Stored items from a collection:
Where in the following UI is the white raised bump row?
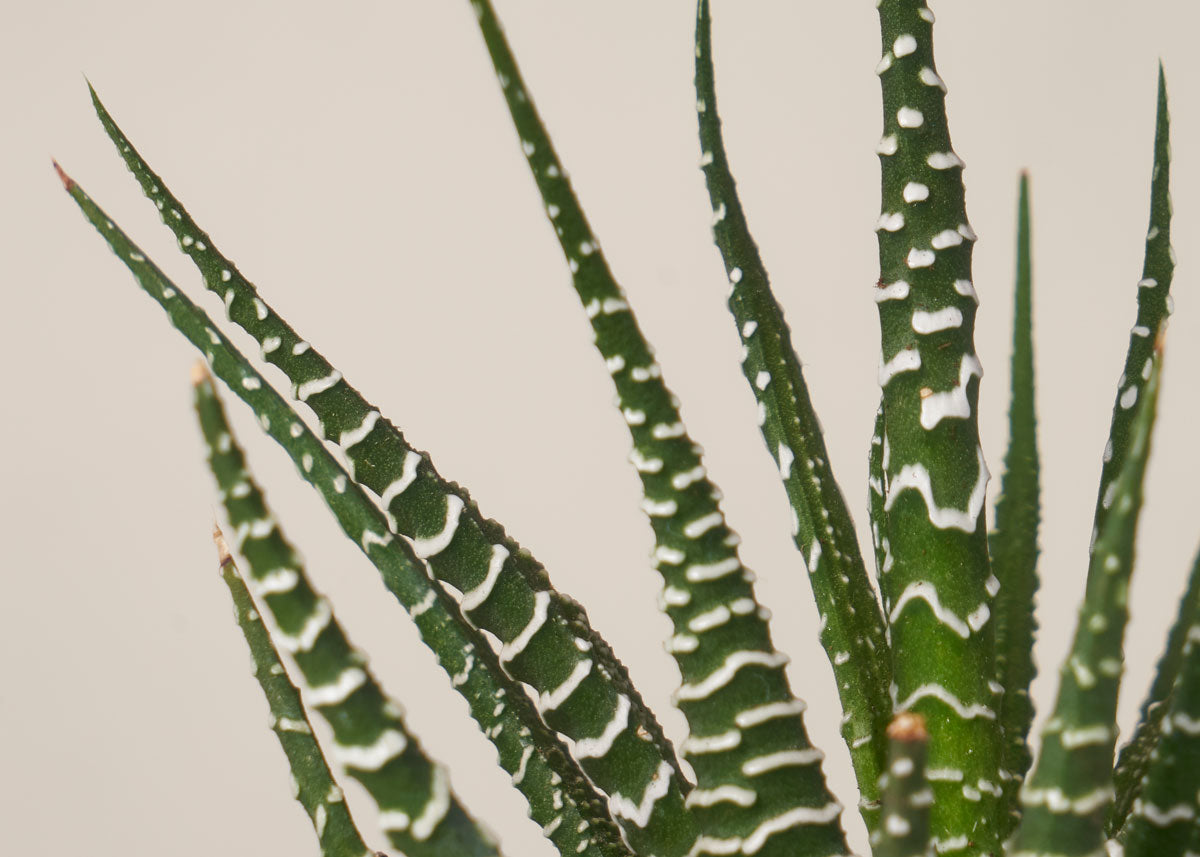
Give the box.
[462,545,509,611]
[575,694,631,759]
[305,666,367,706]
[500,589,550,661]
[733,700,808,729]
[334,729,408,771]
[608,761,674,827]
[674,652,787,702]
[883,449,990,533]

Task brief
Reproduce every one of the records above word for word, leaving out the pictures.

Response
Where in the following UI is the white raised bump row?
Give the box.
[462,545,509,611]
[575,694,631,759]
[305,666,367,706]
[500,589,550,661]
[733,700,808,729]
[334,729,408,771]
[608,761,674,827]
[674,652,787,702]
[883,449,990,533]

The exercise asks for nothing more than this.